Shape boundary entries:
__________________________________________________

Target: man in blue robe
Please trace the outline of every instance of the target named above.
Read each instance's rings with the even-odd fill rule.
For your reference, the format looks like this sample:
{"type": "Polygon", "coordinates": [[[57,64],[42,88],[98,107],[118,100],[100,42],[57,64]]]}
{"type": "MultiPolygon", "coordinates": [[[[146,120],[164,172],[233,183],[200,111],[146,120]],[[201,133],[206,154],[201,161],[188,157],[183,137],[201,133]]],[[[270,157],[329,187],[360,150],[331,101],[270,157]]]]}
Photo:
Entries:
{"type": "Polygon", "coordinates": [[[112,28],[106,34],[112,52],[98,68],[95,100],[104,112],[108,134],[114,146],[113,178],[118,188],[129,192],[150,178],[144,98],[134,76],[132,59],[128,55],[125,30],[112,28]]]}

__________________________________________________

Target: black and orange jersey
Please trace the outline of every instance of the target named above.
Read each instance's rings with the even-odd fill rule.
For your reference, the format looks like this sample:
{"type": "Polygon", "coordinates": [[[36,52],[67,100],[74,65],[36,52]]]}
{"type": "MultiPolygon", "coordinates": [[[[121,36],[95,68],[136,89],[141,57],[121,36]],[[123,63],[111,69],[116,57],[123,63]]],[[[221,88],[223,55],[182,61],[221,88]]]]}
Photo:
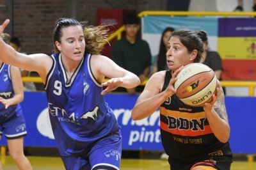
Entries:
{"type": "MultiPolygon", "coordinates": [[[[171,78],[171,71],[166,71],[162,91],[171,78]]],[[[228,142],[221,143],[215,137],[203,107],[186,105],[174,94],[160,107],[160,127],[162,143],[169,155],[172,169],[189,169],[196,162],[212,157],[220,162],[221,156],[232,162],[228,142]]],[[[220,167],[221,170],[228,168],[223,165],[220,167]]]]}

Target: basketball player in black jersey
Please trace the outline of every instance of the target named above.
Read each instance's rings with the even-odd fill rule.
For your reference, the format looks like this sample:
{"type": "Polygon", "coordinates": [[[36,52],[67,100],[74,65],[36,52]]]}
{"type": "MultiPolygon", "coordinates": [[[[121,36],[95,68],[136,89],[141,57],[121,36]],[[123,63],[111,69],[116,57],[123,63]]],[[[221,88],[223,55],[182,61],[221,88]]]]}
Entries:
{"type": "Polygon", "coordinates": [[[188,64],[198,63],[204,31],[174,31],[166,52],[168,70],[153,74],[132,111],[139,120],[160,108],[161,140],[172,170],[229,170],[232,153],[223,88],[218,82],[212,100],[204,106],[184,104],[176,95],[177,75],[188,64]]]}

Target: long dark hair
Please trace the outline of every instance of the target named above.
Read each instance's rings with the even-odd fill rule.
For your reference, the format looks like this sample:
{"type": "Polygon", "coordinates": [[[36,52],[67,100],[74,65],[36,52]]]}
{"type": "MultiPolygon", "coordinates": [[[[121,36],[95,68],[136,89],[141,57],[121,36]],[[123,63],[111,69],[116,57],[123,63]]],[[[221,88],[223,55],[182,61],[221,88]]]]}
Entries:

__________________________________________________

**AIM**
Report every line of the items that contains the word "jersey", copying each such line in full. Treat case as significant when matching.

**FINISHED ANSWER**
Target: black and orange jersey
Target: basketball player in black jersey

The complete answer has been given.